Pull each line with the string "stone" from the entries.

────────────────────

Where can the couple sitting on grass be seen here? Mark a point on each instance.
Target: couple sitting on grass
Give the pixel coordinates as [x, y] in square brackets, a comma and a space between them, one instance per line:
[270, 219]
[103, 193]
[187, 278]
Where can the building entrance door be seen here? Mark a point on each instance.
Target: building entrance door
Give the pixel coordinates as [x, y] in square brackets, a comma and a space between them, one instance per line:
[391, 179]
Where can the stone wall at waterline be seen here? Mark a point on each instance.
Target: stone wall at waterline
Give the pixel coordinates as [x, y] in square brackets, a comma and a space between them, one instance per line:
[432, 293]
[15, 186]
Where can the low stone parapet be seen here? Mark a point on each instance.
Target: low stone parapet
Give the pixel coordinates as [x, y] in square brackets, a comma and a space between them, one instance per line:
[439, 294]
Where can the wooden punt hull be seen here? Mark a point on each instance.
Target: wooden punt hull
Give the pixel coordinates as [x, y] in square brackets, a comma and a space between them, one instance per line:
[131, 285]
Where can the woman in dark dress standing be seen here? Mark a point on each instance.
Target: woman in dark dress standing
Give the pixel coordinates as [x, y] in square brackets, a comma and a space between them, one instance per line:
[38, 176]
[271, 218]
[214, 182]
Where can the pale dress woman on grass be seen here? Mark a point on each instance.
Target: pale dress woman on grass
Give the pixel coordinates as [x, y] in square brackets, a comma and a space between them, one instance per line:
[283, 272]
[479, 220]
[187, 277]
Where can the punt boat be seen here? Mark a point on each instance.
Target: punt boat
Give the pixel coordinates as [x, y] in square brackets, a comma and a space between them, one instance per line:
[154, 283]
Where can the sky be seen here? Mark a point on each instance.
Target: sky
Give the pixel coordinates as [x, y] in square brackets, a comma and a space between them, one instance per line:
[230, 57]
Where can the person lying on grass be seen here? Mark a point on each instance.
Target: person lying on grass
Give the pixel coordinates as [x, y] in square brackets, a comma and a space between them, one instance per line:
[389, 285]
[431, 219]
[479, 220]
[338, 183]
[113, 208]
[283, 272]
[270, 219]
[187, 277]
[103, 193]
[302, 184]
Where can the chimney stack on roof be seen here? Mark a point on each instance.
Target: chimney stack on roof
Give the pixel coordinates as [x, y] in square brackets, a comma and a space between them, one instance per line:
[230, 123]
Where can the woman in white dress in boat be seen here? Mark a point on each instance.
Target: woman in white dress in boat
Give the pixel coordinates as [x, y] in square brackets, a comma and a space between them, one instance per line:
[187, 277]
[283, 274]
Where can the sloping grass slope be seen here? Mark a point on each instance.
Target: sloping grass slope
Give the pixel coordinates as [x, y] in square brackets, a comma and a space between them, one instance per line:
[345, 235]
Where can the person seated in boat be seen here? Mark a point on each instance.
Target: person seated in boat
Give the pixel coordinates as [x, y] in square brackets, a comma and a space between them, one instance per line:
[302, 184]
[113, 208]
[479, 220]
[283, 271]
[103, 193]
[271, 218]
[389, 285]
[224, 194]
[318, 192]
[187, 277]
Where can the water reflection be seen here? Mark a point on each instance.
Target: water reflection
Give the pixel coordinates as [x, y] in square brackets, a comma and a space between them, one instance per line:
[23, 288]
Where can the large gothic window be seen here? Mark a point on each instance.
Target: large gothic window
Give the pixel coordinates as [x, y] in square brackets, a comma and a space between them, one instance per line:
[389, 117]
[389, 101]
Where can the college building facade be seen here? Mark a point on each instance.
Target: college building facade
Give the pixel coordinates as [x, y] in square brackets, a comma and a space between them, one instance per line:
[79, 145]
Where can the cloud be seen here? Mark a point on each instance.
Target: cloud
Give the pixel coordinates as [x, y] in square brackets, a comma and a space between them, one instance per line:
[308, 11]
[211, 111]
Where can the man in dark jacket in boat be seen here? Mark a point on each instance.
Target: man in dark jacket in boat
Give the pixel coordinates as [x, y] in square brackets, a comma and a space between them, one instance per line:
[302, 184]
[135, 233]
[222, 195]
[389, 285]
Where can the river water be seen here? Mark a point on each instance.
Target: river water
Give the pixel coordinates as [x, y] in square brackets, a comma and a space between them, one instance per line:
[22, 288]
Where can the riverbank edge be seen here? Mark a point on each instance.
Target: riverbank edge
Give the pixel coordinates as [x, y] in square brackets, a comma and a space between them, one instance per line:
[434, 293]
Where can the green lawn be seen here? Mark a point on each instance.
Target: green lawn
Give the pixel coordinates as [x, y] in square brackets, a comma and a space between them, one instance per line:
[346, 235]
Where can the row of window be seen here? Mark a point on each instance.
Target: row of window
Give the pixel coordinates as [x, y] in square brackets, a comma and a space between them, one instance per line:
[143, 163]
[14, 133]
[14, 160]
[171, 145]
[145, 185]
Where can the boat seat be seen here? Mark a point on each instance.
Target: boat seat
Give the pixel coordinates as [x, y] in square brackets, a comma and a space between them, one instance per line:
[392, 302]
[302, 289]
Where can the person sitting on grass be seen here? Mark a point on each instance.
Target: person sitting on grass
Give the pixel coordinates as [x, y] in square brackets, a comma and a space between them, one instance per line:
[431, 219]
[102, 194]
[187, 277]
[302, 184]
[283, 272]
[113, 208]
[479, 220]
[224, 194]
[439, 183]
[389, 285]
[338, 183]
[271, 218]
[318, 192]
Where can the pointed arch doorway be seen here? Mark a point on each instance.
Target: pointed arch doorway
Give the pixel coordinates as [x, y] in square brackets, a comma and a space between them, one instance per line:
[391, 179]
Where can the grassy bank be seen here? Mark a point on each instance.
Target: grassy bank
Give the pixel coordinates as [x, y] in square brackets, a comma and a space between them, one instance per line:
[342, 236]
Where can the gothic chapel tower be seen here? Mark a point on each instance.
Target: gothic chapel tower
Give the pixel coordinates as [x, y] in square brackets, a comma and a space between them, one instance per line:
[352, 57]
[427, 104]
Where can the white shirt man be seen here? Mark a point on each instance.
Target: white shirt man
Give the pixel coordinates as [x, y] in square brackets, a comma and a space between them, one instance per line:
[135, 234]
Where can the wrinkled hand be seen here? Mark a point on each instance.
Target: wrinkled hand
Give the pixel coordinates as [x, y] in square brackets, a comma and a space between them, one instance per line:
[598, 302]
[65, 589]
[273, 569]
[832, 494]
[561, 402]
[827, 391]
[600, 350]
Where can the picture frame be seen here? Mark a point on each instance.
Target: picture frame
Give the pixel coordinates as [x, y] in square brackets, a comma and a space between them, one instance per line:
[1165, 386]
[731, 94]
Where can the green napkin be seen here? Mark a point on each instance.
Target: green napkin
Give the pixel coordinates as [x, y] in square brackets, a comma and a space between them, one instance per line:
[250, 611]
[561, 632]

────────────────────

THE COMPLETED TASK:
Where can the stone wall at waterline be seen here? Mark a point on each instance.
Target: stone wall at waterline
Where can the low stone parapet be seen here? Mark a point on each instance.
Target: low stone parapet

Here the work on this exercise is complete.